▶ GOAL: According to the article on the Up Here musical, where do the songwriters keep their Oscar?

[start SOURCE PASSAGE]

Frozen songwriters come up with musical

Married songwriting couple Robert Lopez and Kristen Anderson-Lopez have a new show, Up Here, at the La Jolla Playhouse. PHOTO: NEW YORK TIMES

LA JOLLA, CALIFORNIA • • Songwriters Robert Lopez and Kristen Anderson-Lopez are rushing to catch a performance. It is just 10 days until the first preview of their new musical, Up Here, at La Jolla Playhouse and the pressure is on.

This is, after all, their first major project on the heels of the blockbuster Disney film Frozen (2013), for which they won an Academy Award for the ubiquitous anthem, Let It Go.

That Oscar sits on an unassuming shelf in the basement of their Brooklyn home, alongside their Emmys, Grammys and Lopez's Tony Awards for Avenue Q and The Book Of Mormon.

Expectations may be high for their new musical, which starts preview performances tomorrow.

Up Here was born on a slip of paper Lopez used to jot down ideas for possible musicals after he graduated from Yale in 1997.

"I thought it would be really cool to show the world the inner life of someone like me, who doesn't have a huge personality, who deals with some personal demons and is a little bit shy and awkward when you first get to know me," he said.

But for nearly a decade, it remained stashed away, while he went on to work on Avenue Q and The Book Of Mormon, and Anderson-Lopez wrote an off- Broadway musical, In Transit.

Together, they wrote new songs for the children's TV series Wonder Pets!. Then came Frozen, the Disney movie that introduced the world to sisters Elsa and Anna, to Olaf the snowman and to the Lopezes themselves.

"We loved doing Frozen," Lopez said. "But this project obviously predates Frozen and it's the most personal project that we have."

The romantic comedy revolves around an introverted computer technician named Dan (newcomer Matt Bittner) and an extroverted T-shirt designer named Lindsay (Betsy Wolfe) as they enter into a relationship constantly interrupted by competing voices inside Dan's head.

"The story is really a love triangle between a guy, a girl and his brain," Lopez explained.

It is an experiment in psychology, whimsy and, to some extent, auto- biography.

"It's this dialogue between the epic world of our feelings and thoughts and very small, mundane steps in any relationships, even just making a phone call after you've met for the first time," Anderson- Lopez explained.

"When it happens to you, it feels epic."

But while elements of Up Here were plucked from the married couple's lives and their personalities resemble those of their characters (hers ebullient, his more reflective), they insist it is not based on them.

[end SOURCE PASSAGE]
[start LISTING]

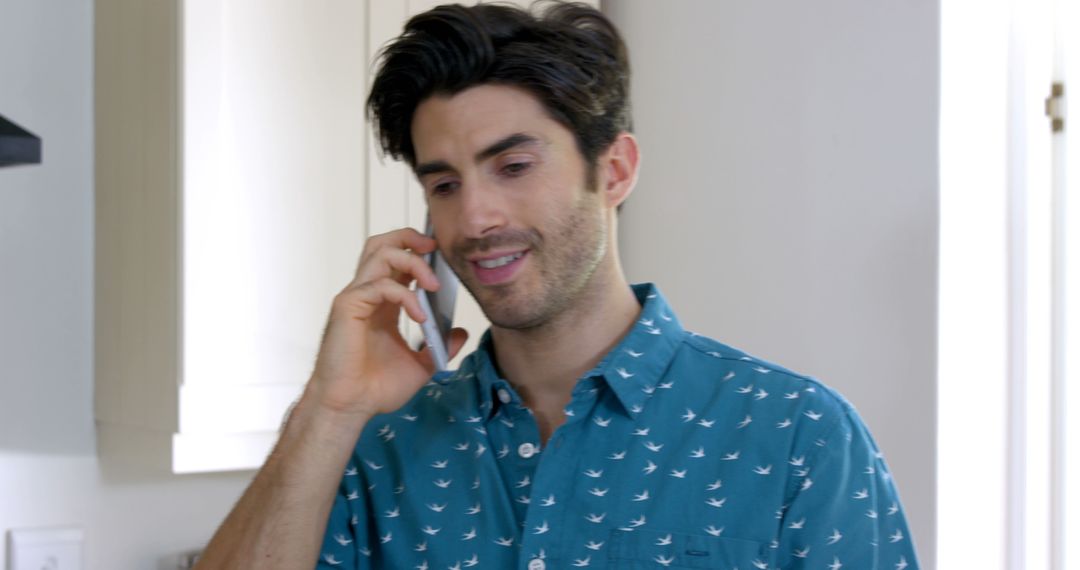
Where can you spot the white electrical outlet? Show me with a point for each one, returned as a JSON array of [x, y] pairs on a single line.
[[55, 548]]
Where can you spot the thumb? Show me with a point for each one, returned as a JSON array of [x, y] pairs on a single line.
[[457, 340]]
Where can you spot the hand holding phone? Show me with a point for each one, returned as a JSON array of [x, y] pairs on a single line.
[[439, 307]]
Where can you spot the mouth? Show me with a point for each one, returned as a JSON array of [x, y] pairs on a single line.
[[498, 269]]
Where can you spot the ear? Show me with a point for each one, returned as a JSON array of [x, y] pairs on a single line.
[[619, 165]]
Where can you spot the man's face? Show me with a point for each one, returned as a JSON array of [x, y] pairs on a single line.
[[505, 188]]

[end LISTING]
[start LISTING]

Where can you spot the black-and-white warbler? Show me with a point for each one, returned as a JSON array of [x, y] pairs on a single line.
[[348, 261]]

[end LISTING]
[start LISTING]

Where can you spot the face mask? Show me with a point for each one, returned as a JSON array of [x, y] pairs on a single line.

[end LISTING]

▶ OUTPUT FOR THIS EXERCISE: On an unassuming shelf in the basement of their Brooklyn home.